What is being asked
Each line below from the one containing "# test: point at every instance of the banner" through the one containing "# test: point at every instance of the license" is to be given again exactly, and no line outside that span.

Records to process
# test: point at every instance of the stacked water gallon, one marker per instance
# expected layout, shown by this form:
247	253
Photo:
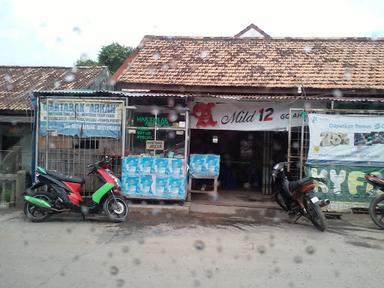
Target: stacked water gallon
153	178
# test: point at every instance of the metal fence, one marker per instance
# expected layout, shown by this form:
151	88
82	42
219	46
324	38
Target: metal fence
70	155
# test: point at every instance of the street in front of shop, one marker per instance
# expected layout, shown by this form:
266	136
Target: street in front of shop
166	249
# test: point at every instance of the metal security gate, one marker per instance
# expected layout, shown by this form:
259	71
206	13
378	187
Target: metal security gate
70	154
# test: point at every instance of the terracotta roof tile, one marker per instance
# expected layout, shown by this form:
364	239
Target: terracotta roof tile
345	63
17	82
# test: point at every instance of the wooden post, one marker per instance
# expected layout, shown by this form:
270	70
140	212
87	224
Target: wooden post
20	188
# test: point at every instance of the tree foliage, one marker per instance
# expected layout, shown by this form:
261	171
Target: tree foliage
86	62
112	56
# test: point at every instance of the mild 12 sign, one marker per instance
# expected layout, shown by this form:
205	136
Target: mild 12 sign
250	116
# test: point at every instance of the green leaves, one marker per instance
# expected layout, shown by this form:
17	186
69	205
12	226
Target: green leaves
112	56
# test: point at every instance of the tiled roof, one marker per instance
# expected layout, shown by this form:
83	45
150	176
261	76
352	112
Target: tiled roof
17	82
345	63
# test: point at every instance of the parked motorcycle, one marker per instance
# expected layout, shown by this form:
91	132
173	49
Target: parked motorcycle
55	193
298	197
376	206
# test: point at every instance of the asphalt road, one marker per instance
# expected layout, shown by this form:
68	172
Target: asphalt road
260	249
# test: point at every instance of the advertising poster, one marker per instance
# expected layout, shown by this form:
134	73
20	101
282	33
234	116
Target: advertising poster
204	165
245	116
350	140
81	117
345	183
153	178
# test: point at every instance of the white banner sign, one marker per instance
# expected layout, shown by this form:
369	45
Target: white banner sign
352	138
246	116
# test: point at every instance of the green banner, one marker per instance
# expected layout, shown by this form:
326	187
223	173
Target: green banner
344	183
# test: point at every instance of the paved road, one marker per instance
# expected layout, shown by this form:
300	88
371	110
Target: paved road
166	250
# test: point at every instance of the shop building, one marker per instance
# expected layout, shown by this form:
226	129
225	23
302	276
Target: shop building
244	99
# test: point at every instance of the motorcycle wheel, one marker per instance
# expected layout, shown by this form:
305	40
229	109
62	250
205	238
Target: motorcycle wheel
376	210
34	213
116	208
279	199
315	215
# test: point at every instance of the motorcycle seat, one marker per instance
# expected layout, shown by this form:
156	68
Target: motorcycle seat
376	181
62	177
294	185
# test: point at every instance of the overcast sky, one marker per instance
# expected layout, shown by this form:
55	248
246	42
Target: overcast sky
57	33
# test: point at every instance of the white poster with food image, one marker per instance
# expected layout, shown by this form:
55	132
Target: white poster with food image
352	138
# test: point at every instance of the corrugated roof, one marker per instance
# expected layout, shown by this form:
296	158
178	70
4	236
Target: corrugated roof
239	97
347	63
17	82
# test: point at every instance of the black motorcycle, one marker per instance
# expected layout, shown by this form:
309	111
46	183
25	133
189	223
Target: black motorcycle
376	206
298	197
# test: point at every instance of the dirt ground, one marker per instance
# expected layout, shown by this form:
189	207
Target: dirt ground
261	248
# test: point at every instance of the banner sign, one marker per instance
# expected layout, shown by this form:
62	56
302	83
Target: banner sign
154	145
81	117
340	139
204	165
344	183
153	178
244	116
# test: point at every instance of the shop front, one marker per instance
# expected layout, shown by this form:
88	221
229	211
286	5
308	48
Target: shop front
248	136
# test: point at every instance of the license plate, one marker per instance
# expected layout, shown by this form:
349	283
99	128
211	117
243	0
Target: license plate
314	200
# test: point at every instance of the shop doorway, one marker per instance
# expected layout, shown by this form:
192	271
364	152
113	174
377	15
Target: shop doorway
246	158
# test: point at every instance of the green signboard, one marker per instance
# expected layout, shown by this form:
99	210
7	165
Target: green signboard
151	121
144	134
344	183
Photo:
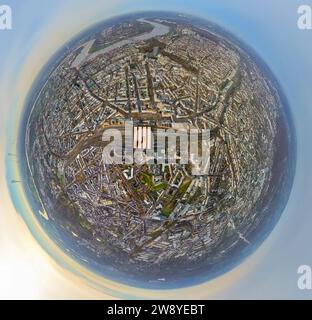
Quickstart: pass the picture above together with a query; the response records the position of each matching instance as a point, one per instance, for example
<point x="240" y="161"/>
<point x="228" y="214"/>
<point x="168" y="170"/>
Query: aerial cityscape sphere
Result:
<point x="159" y="150"/>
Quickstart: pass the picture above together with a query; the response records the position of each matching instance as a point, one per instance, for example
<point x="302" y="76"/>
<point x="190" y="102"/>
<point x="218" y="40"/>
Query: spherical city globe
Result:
<point x="159" y="150"/>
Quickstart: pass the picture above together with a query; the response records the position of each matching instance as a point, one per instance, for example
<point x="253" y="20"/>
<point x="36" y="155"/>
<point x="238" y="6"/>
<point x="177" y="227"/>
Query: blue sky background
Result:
<point x="42" y="27"/>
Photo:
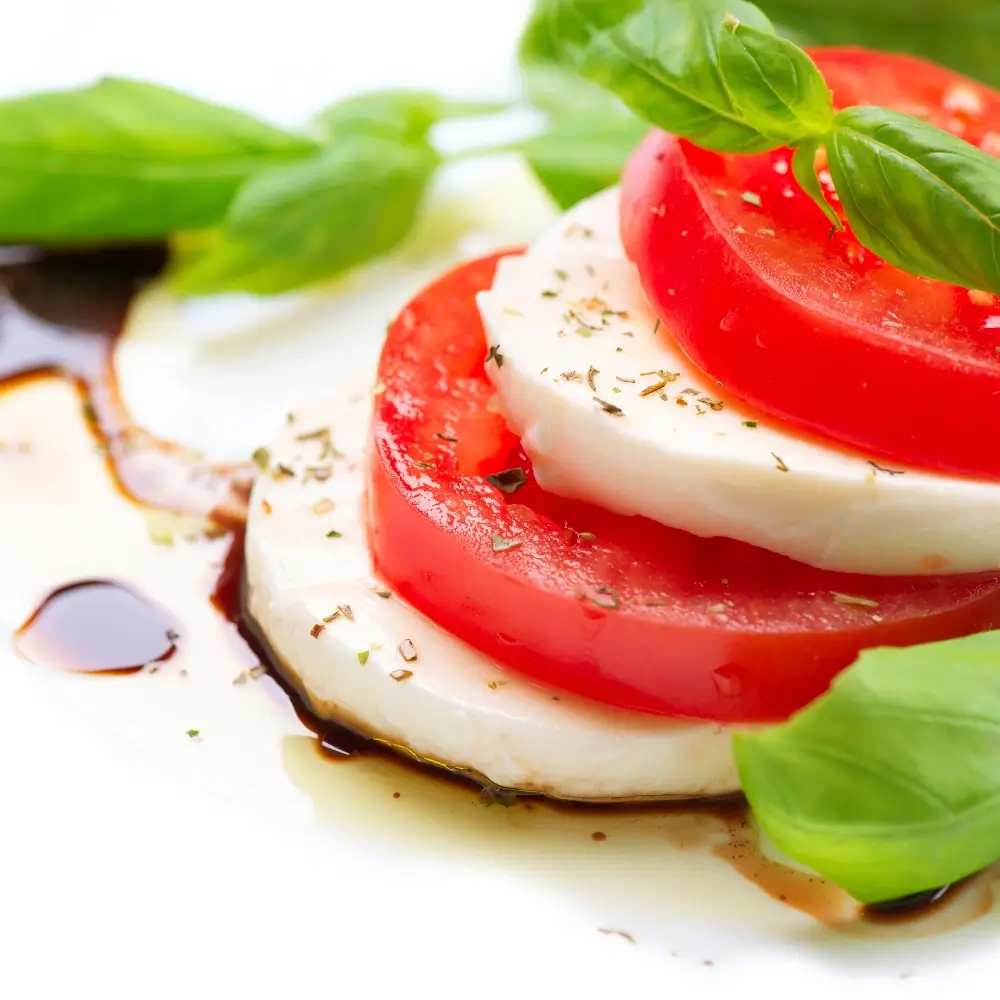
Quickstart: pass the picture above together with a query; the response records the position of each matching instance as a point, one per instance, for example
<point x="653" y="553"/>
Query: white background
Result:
<point x="120" y="877"/>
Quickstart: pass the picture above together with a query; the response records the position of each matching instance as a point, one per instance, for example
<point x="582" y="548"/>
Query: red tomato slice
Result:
<point x="806" y="324"/>
<point x="619" y="609"/>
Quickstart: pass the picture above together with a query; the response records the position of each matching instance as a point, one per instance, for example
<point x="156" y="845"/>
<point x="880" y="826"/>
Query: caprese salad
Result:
<point x="621" y="507"/>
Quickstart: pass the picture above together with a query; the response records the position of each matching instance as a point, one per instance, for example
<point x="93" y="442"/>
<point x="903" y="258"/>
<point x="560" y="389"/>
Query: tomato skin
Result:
<point x="804" y="324"/>
<point x="689" y="627"/>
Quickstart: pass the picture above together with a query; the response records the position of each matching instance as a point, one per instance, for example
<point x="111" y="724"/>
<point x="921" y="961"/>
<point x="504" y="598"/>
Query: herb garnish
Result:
<point x="861" y="602"/>
<point x="604" y="597"/>
<point x="609" y="408"/>
<point x="316" y="473"/>
<point x="508" y="481"/>
<point x="714" y="72"/>
<point x="501" y="544"/>
<point x="262" y="459"/>
<point x="324" y="436"/>
<point x="888" y="472"/>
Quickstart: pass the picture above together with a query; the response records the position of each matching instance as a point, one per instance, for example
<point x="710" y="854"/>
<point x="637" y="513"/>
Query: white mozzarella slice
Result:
<point x="579" y="343"/>
<point x="449" y="704"/>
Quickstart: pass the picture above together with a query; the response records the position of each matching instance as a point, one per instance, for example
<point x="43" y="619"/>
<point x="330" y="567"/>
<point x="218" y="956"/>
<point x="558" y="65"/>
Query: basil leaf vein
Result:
<point x="890" y="783"/>
<point x="773" y="83"/>
<point x="660" y="60"/>
<point x="921" y="198"/>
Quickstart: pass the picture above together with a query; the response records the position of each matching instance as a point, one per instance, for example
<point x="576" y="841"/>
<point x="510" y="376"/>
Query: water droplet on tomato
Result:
<point x="728" y="681"/>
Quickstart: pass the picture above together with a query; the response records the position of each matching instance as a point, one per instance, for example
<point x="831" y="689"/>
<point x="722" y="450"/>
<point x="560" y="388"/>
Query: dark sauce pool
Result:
<point x="60" y="316"/>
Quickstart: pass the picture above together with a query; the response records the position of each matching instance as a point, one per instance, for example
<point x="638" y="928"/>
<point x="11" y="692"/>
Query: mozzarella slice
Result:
<point x="436" y="697"/>
<point x="610" y="410"/>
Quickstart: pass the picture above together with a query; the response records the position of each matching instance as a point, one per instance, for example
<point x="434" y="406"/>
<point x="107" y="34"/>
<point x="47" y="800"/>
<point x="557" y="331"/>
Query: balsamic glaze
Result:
<point x="97" y="627"/>
<point x="918" y="902"/>
<point x="61" y="314"/>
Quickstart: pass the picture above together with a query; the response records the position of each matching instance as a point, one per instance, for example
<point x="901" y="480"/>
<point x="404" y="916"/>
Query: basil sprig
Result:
<point x="715" y="73"/>
<point x="126" y="160"/>
<point x="890" y="783"/>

Result of this exercise
# test: point at every instance of the banner sign, one marker per instance
# expected layout, shown by this form:
62	56
302	83
Target: banner sign
154	145
81	117
340	139
204	165
344	183
153	178
244	116
# test: point at every instance of the shop front, one marker per instance
# expected layout, shown by this form:
88	221
229	211
286	5
308	48
Target: shop front
248	136
# test: point at every instance of the license plate, one marker per instance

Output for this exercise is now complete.